- DATA IN THIS EXERCISE -
────────────────────

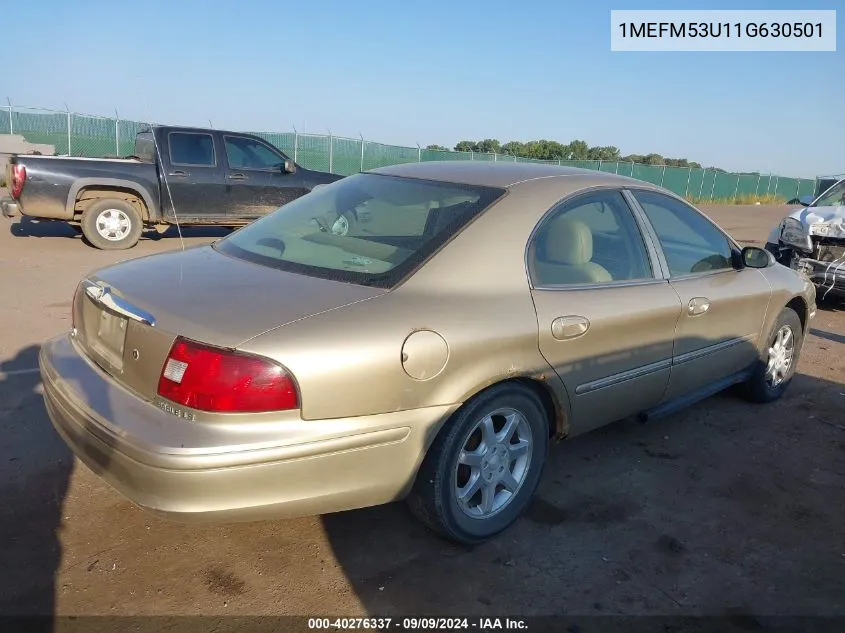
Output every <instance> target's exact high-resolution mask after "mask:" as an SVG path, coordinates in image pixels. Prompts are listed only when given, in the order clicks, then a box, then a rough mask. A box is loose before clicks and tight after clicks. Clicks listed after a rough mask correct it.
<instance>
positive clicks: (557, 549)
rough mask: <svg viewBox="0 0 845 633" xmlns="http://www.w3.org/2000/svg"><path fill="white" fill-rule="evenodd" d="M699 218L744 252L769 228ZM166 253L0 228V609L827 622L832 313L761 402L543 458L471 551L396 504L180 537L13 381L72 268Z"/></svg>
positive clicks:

────────────────────

- ACTION ITEM -
Arrange every line of the data above as a Markdown table with the columns "No." and "Line", numbering the rows and omitting blank lines. Leave the pictures out of the table.

- ANSWER -
| No. | Line |
|---|---|
| 1 | Output every <instance> target's exact high-resolution mask after "mask:" as an SVG path, coordinates in image pixels. Prompts are listed only when given, in the order clicks, then a box, then a rough mask. A box is loose before clicks and tight after clicks. Clicks listed after a rough mask correct it. |
| 2 | <instance> |
| 3 | positive clicks: (557, 549) |
| 4 | rough mask: <svg viewBox="0 0 845 633" xmlns="http://www.w3.org/2000/svg"><path fill="white" fill-rule="evenodd" d="M699 218L744 252L769 228ZM166 253L0 228V609L827 622L832 313L761 402L543 458L471 551L396 504L180 537L13 381L72 268Z"/></svg> |
| 5 | positive clicks: |